--- Excerpted text ---
Football might break out at Everton v Man Utd amid talk of takeovers, FFP and deductions
With international football now shelved until March, the Premier League returns this weekend with a proper feast to stave off those domestic hunger pains.
Given all that has happened in recent weeks, a Super Sunday clash between Everton and Manchester United is a genuine highlight and a very fitting representation of the so-called ‘Best League in the World’.
In fairness, props must be given to the league, clubs and media outlets for their sterling work in the latest interminable break from the club game; it has allowed us to direct attention away from several dead rubber qualifiers and Jordan Henderson’s latest inexcusable international cap.
The obvious talking point was the unprecedented 10 point deduction Everton received for breaking the Premier League profit and sustainability rules. Over a three-year period, the Toffees were adjudged to have made losses of £19.5m over the limit of £105m.

--- Supplied material ---
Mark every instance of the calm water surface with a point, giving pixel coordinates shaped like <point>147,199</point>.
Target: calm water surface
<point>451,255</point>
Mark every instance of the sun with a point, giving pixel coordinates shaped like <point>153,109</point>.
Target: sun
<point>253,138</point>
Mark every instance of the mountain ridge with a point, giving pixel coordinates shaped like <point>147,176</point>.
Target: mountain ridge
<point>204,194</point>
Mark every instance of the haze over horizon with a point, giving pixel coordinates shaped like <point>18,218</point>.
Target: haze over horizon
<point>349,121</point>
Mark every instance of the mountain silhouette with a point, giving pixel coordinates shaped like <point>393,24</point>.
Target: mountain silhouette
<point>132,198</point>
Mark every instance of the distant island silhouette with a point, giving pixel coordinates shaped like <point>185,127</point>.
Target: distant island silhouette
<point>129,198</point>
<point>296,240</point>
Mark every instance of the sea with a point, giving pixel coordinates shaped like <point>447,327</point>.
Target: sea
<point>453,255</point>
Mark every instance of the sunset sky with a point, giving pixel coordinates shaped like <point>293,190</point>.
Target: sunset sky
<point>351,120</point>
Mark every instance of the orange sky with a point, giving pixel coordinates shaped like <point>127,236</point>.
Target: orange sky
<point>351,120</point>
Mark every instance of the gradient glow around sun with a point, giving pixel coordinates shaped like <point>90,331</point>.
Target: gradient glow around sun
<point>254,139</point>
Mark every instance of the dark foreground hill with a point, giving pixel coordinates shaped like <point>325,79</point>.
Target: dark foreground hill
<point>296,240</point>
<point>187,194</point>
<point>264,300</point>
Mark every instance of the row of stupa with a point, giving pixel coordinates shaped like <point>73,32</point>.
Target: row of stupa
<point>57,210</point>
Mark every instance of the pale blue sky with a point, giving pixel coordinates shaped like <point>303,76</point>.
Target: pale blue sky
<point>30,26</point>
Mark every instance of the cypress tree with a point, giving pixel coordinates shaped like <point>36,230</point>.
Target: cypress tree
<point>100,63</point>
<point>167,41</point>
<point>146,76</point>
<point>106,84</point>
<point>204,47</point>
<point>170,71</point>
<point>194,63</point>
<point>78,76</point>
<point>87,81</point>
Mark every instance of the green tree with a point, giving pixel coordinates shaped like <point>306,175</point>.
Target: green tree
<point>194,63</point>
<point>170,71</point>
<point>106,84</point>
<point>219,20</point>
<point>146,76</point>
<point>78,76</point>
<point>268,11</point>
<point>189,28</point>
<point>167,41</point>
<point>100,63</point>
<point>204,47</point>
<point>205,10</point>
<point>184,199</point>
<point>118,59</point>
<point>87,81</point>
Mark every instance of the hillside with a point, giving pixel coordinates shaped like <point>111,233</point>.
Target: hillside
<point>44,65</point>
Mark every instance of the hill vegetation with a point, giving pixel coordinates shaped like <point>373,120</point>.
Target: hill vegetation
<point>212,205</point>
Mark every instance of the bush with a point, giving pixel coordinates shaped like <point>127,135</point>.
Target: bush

--- Task set ---
• 1. According to the Everton v Manchester United article, by how much did Everton's losses exceed the limit over the three-year period?
• 2. Please extend the Everton v Manchester United article past its final sentence.
The listing comes from a separate source.

--- Task-by-task results ---
• 1. £19.5m over the limit of £105m.

• 2.
‘Shocked’ by the decision, Everton will lodge an appeal and said in a club statement that they will ‘also monitor with great interest the decisions made in any other cases’. Rough translation: Manchester City and Chelsea, we will be watching you.
The break saw more reports of the apparent illegal operations of Roman Abramovich while in charge of Chelsea, which the club have self-reported since Clearlake’s acquisition of the club in 2022. UEFA have already handed out a small fine to the Blues for Financial Fair Play breaches, but the Premier League’s prospective punishment will send shivers down the spines of everyone at Stamford Bridge.
As it will at the Etihad…or will it? The Athletic reported this week that, after reading emails released by the UK Foreign Office, following a freedom of information request by the publication, that the league ‘agreed to settle their differences’ with Saudi Arabia/Public Investment Fund so that the takeover of Newcastle United could ‘go ahead’ – with ‘legal binding assurances’ of no state influence!
City claim to have ‘irrefutable evidence’ in their defence, but if that is the case, why would they not co-operate with the league’s investigation (Everton did, in fairness) and try and slow down everything in the process? Why would they want 115 charges hanging over the club’s achievements like a dark cloud and asterisk’s love child?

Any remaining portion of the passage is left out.